Well, Hawaii is exploding, the Southeast is flooding, parts of the Northeast may have been hit by tornadoes, there was softball-size hail breaking windshields somewhere or other, and I can’t get a decent internet connection today so I can’t research and write to you about any of it.

Why not? Well, my home connection is slow right now and wind and rain prevented my heading into town. Nothing dramatic, merely annoying.

I doubt Hawaiian volcanism has anything to do with climate change, but as to the rest of it, if you’re under any of this craziness, ask yourself when was the last time it rained that wasn’t a flood or a tornado or something of the kind? When I was a kid, we used to have normal rains sometimes. Really, we did.

But, like I said, I can’t research anything at the moment. So instead I’m going to tell you about raking.

At the campground where we’re volunteering, most people who need to go from one end of the campground to another drive. In fairness, it’s a pretty big campground, so walking it can take a while. Also, staff often have things to carry, such as ladders, trash bins, or firewood, that would be difficult or impossible to carry by hand. But mostly I think the driving happens because it’s just what you do. It’s a collective habit.

It’s not my habit, but then again I make a point of doing things my way, and I can do that because I am a volunteer. I have more leeway than some.

But today some of us were raking out sites and I tried to talk the others into walking it, in order to avoid using the gas.

There was reluctance. The main concern was what if some of us were needed elsewhere quickly? I suggested biking. That wouldn’t be good enough in some circumstances, but no one of us was on call for anything more serious than possibly having to go to the office and talk with some volunteers. But you can’t bike with a rake. Ok, well the people who aren’t on call can walk and carry the rakes for the people who are on call, who will ride bicycles. In the end, we just walked it and did our raking and everything was fine.

And this is the way it works.

You might have a goal that seems unpleasant or impossible—get to work without driving, cut your electricity bill in half, quit eating beef (a major greenhouse gas emitter), switch to eating all-local food. Whatever it is, it sounds good, but if only you could, right?

Ok, break down the objections. Why can’t this work? What is the hold-up? Be specific.

Now, address each concern. Maybe you work too far away, maybe you heat with electricity and its cold out, maybe you really like beef, whatever it is. The thing about problems is they have solutions. Assume there is a solution and find it or create it. Brain-storm, plot, plan, network, follow up on leads, find the solution. And then you can accomplish your goal.

Do all problems really have viable solutions? Probably not, but you’ll be surprised by how many do if you just make up your mind to look. The key is don’t just say “that’s impossible/unpleasant/impractical” and leave it there.

The same process, of breaking down reluctance into a series of discrete problems, then looking for solutions, can work on a community-wide scale, too. Want a bike trail? A farmer’s market? Curbside recycling? A safe place for kids to play? Figure out why you can’t do it, and then figure out how you can.

Might work on the national scale, too.

Information:
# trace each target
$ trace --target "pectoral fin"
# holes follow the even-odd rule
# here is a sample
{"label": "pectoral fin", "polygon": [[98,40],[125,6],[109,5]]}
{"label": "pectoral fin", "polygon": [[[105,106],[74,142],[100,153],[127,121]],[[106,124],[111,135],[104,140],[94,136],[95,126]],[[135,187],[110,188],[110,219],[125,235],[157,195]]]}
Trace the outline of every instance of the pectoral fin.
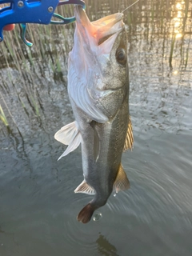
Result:
{"label": "pectoral fin", "polygon": [[134,134],[133,134],[133,127],[132,122],[130,120],[130,116],[129,116],[129,124],[128,129],[126,132],[126,138],[124,144],[123,152],[126,151],[127,150],[131,150],[134,148]]}
{"label": "pectoral fin", "polygon": [[69,145],[78,132],[77,126],[76,122],[69,123],[54,134],[54,138],[62,144]]}
{"label": "pectoral fin", "polygon": [[121,164],[118,169],[118,172],[114,183],[114,190],[116,193],[120,190],[126,190],[130,188],[130,181],[126,177],[126,174]]}
{"label": "pectoral fin", "polygon": [[87,194],[95,194],[94,190],[84,180],[74,190],[74,193],[84,193]]}
{"label": "pectoral fin", "polygon": [[58,160],[76,150],[82,142],[82,135],[77,127],[76,122],[63,126],[55,134],[54,138],[62,144],[69,145]]}

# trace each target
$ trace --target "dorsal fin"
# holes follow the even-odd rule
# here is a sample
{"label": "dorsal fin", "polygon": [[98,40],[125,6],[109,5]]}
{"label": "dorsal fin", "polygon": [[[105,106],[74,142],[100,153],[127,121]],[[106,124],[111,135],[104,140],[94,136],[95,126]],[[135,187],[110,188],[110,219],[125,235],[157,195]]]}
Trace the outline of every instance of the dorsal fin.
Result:
{"label": "dorsal fin", "polygon": [[126,132],[126,138],[124,144],[123,152],[126,151],[129,149],[132,150],[133,148],[134,148],[133,127],[132,127],[130,116],[129,116],[128,129]]}
{"label": "dorsal fin", "polygon": [[122,167],[122,165],[120,164],[118,168],[118,172],[114,183],[114,190],[116,193],[120,190],[126,190],[130,188],[130,181],[126,177],[126,174]]}
{"label": "dorsal fin", "polygon": [[94,190],[84,180],[74,190],[74,193],[84,193],[87,194],[95,194]]}

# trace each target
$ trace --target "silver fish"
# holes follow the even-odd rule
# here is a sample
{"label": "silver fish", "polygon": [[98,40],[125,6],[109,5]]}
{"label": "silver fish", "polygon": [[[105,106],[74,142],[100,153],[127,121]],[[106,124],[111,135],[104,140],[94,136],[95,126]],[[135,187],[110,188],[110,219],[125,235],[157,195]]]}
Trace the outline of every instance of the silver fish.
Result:
{"label": "silver fish", "polygon": [[69,145],[59,159],[82,144],[84,180],[74,192],[94,195],[78,215],[86,223],[113,190],[130,188],[121,159],[123,150],[132,149],[134,138],[123,14],[90,22],[82,7],[75,6],[74,14],[68,94],[75,121],[57,132],[55,139]]}

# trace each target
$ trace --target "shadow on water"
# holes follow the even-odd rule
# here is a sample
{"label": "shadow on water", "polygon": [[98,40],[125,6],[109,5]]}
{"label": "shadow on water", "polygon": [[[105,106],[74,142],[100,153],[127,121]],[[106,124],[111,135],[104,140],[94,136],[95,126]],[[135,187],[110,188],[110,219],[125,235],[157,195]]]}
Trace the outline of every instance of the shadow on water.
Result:
{"label": "shadow on water", "polygon": [[[91,20],[130,0],[87,0]],[[70,6],[59,8],[72,15]],[[140,0],[124,21],[129,40],[134,150],[122,164],[131,189],[111,196],[102,218],[76,216],[89,198],[81,150],[57,162],[54,133],[74,121],[67,58],[74,25],[16,28],[0,44],[0,255],[185,255],[192,245],[192,3]]]}
{"label": "shadow on water", "polygon": [[98,250],[99,255],[104,256],[118,256],[117,254],[117,249],[114,246],[110,244],[109,241],[102,234],[99,234],[98,240],[96,241],[98,244]]}

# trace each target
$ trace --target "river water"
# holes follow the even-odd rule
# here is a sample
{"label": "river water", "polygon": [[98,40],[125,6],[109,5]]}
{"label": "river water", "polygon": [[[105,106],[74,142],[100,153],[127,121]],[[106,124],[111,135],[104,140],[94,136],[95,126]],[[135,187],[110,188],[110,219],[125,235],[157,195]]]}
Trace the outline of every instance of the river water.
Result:
{"label": "river water", "polygon": [[[132,2],[90,0],[86,11],[95,19]],[[131,187],[112,194],[94,214],[99,220],[86,225],[76,216],[90,197],[74,194],[82,181],[81,149],[57,162],[65,146],[54,139],[74,120],[66,90],[74,26],[50,26],[45,34],[32,27],[31,50],[17,30],[5,33],[1,256],[192,255],[191,14],[188,0],[141,0],[125,13],[134,148],[122,164]]]}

Assignment:
Output the passage of the raking piece between "Now, address each" and "how you can.", inclusive, verbatim.

Response to the exercise:
Now, address each concern. Maybe you work too far away, maybe you heat with electricity and its cold out, maybe you really like beef, whatever it is. The thing about problems is they have solutions. Assume there is a solution and find it or create it. Brain-storm, plot, plan, network, follow up on leads, find the solution. And then you can accomplish your goal.

Do all problems really have viable solutions? Probably not, but you’ll be surprised by how many do if you just make up your mind to look. The key is don’t just say “that’s impossible/unpleasant/impractical” and leave it there.

The same process, of breaking down reluctance into a series of discrete problems, then looking for solutions, can work on a community-wide scale, too. Want a bike trail? A farmer’s market? Curbside recycling? A safe place for kids to play? Figure out why you can’t do it, and then figure out how you can.